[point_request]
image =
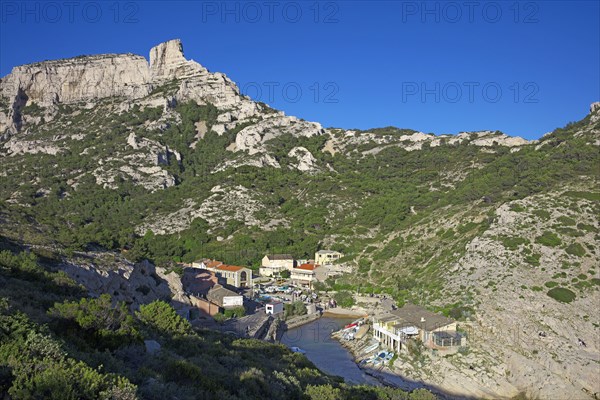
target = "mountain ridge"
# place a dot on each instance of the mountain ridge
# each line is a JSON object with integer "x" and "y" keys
{"x": 480, "y": 225}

▶ Problem details: Copy the items above word for word, but leave out the pictures.

▶ Response to the task:
[point_request]
image =
target = "mountain ridge"
# place a dot on each instance of the mountain ridge
# each line is a JSON object with integer "x" and "y" keys
{"x": 480, "y": 225}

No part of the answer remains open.